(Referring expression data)
● ● ● ● ●

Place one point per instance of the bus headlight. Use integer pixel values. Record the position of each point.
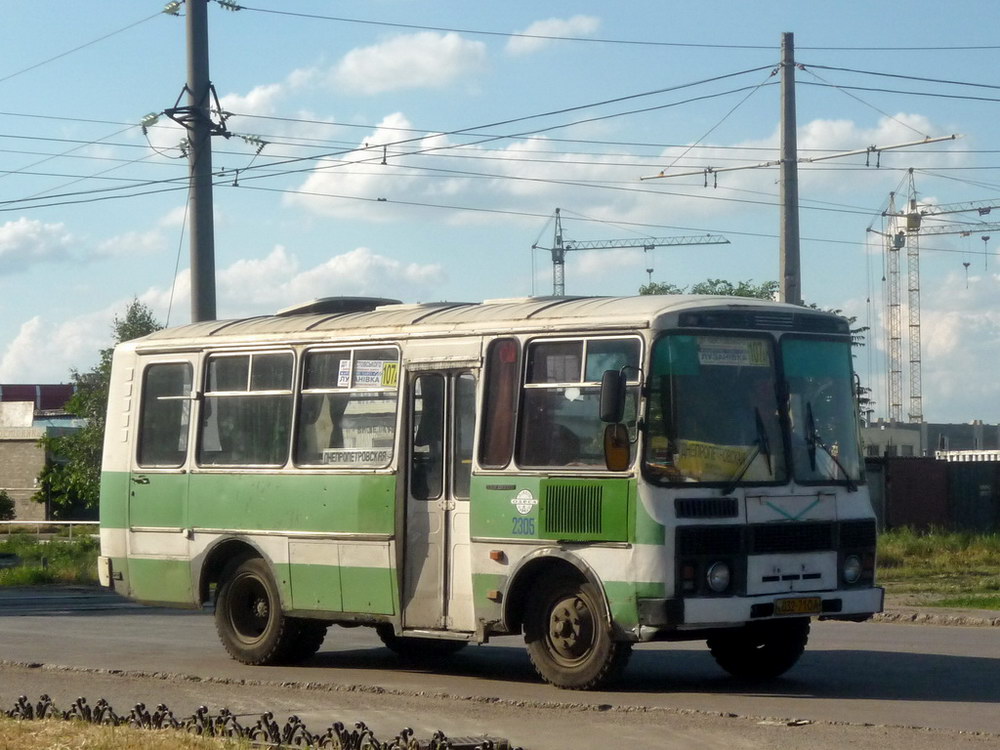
(718, 576)
(851, 571)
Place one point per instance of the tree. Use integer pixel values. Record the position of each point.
(764, 290)
(71, 478)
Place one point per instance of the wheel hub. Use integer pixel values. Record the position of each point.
(571, 628)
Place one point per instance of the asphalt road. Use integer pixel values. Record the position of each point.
(943, 679)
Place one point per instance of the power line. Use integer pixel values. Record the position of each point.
(78, 48)
(929, 94)
(922, 79)
(597, 40)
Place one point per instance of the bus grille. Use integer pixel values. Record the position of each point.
(573, 509)
(791, 537)
(706, 507)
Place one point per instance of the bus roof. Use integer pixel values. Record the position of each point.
(443, 318)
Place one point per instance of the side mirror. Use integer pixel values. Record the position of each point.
(616, 447)
(612, 396)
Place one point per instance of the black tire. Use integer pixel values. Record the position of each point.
(761, 651)
(417, 649)
(569, 637)
(248, 615)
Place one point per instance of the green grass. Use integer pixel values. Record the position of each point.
(56, 560)
(940, 568)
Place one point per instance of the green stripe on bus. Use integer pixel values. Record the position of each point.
(351, 503)
(344, 589)
(552, 508)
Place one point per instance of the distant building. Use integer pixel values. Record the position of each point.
(27, 413)
(910, 439)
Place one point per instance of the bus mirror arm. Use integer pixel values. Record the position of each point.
(612, 396)
(616, 447)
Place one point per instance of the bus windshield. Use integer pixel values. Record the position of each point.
(713, 413)
(824, 425)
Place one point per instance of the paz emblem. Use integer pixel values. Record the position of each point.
(524, 502)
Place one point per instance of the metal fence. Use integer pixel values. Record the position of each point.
(51, 528)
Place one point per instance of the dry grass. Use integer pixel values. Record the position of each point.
(55, 734)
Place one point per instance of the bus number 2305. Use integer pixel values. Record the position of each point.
(523, 526)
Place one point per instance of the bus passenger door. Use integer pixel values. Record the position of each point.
(437, 578)
(158, 480)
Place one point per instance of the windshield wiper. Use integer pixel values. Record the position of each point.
(760, 446)
(813, 440)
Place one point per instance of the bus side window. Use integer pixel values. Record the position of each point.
(499, 403)
(560, 415)
(165, 414)
(247, 411)
(347, 408)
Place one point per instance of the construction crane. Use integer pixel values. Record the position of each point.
(561, 246)
(905, 230)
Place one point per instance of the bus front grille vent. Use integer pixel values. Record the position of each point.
(573, 509)
(706, 507)
(857, 534)
(791, 537)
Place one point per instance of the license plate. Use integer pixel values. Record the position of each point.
(805, 605)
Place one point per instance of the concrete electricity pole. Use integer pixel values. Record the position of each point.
(791, 278)
(200, 130)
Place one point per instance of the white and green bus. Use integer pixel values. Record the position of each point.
(591, 473)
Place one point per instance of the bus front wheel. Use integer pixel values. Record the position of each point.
(250, 622)
(569, 638)
(761, 651)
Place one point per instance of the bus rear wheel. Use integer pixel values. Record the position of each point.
(763, 650)
(250, 622)
(569, 637)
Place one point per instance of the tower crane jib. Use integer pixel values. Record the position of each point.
(561, 246)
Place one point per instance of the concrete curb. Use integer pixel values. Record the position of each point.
(914, 616)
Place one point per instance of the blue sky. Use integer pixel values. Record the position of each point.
(489, 117)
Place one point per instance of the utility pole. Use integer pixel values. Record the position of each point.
(200, 130)
(791, 278)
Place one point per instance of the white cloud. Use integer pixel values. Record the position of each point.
(260, 286)
(553, 27)
(960, 333)
(260, 100)
(46, 350)
(423, 60)
(27, 242)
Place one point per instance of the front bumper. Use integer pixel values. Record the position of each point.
(697, 613)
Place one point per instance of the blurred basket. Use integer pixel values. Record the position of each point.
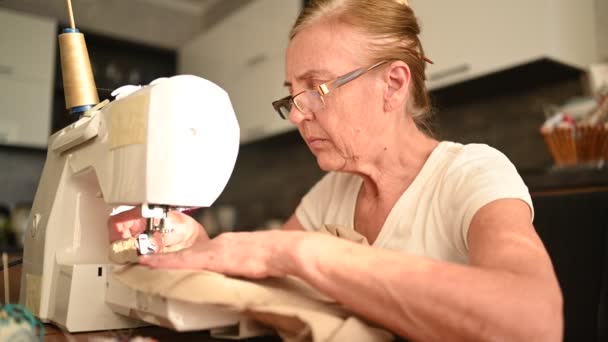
(577, 144)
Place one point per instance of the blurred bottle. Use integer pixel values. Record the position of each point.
(6, 235)
(19, 218)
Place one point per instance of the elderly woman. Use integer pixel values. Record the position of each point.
(453, 254)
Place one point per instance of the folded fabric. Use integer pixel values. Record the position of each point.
(295, 310)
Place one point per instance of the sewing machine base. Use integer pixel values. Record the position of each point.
(80, 290)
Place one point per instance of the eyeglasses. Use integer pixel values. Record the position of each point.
(311, 100)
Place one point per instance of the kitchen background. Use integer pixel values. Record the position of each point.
(498, 67)
(499, 100)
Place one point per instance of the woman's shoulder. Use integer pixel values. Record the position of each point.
(475, 157)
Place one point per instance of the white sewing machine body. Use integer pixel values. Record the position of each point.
(175, 143)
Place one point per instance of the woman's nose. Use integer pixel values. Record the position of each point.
(296, 116)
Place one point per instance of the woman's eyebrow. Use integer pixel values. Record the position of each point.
(314, 74)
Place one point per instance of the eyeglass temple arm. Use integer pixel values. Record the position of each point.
(327, 87)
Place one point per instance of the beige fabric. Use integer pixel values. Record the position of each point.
(291, 307)
(124, 251)
(432, 217)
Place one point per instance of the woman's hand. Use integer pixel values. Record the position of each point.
(185, 230)
(245, 254)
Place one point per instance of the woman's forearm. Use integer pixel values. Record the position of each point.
(428, 300)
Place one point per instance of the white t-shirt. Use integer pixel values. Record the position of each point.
(432, 217)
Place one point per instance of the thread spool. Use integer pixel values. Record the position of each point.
(78, 82)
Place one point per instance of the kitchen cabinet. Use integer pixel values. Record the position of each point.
(472, 38)
(245, 54)
(27, 45)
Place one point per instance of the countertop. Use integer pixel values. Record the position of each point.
(566, 179)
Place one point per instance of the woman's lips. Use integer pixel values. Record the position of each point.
(315, 142)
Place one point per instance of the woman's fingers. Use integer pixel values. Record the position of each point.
(126, 224)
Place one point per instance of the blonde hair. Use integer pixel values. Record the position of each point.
(394, 30)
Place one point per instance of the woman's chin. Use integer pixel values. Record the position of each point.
(327, 163)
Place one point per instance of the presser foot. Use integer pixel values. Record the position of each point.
(145, 245)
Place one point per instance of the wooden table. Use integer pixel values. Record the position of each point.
(53, 334)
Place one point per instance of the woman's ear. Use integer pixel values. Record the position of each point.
(397, 80)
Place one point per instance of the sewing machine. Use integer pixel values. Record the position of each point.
(171, 144)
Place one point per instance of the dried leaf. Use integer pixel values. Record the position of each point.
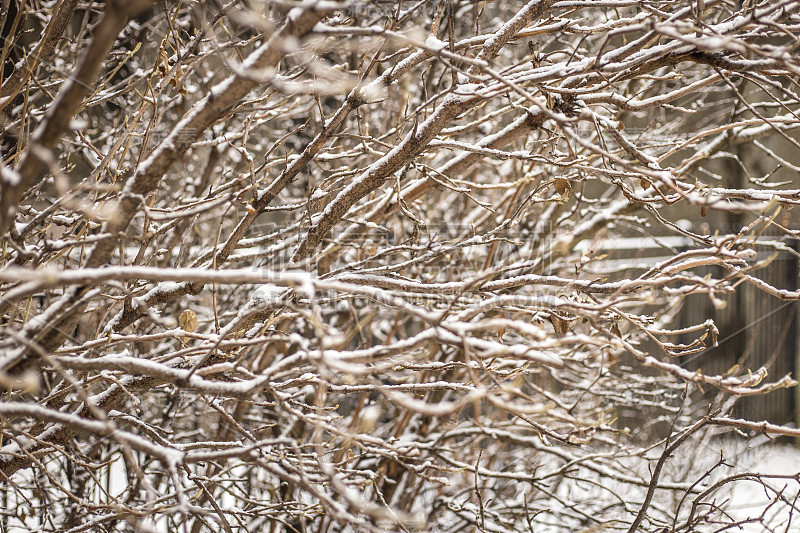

● ● ● ● ●

**Task statement:** Output, exactly and only, the lines beginning with the one that contains "Place one point per instance of the presser" and ending at the last line of the records above. Drop the pictures.

**Answer to this problem:**
Place one point per instance of the presser foot. Use integer pixel values. Record the position of each point.
(145, 245)
Place one point per instance of the wooden table. Use integer pixel values. Record the position of each point.
(53, 334)
Place one point per instance of the woman's ear. Use integer pixel values. Record the position of each point.
(397, 80)
Place one point per instance of the sewing machine. Use integer pixel values. Record the position of each point.
(171, 144)
Place one point per instance of the dried leaf. Use integer pixel values. Record the position of each point.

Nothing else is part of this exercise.